Task goal: Rewrite the material below with every "utility pole" switched to "street lamp" and everything else unchanged. Leave the pictures out of your answer.

Dataset entries:
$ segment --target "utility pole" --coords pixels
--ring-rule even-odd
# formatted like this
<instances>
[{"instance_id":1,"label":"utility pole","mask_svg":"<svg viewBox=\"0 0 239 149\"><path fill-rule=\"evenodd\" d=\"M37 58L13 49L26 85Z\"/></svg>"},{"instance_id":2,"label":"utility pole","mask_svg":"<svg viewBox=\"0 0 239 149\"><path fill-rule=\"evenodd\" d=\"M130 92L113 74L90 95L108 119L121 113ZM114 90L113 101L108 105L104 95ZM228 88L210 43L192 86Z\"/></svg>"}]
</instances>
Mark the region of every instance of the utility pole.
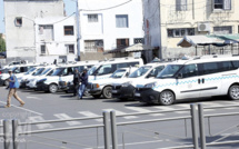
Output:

Complete output:
$ segment --target "street lamp" --coords pixels
--ring-rule even-odd
# formatted like this
<instances>
[{"instance_id":1,"label":"street lamp","mask_svg":"<svg viewBox=\"0 0 239 149\"><path fill-rule=\"evenodd\" d=\"M37 58L13 49L26 85Z\"/></svg>"},{"instance_id":2,"label":"street lamp","mask_svg":"<svg viewBox=\"0 0 239 149\"><path fill-rule=\"evenodd\" d=\"M130 92L113 74L90 95L108 119L121 113ZM114 90L113 101L108 105L104 95ZM228 88L210 43L192 86Z\"/></svg>"}]
</instances>
Mark the region of every instance of the street lamp.
Output:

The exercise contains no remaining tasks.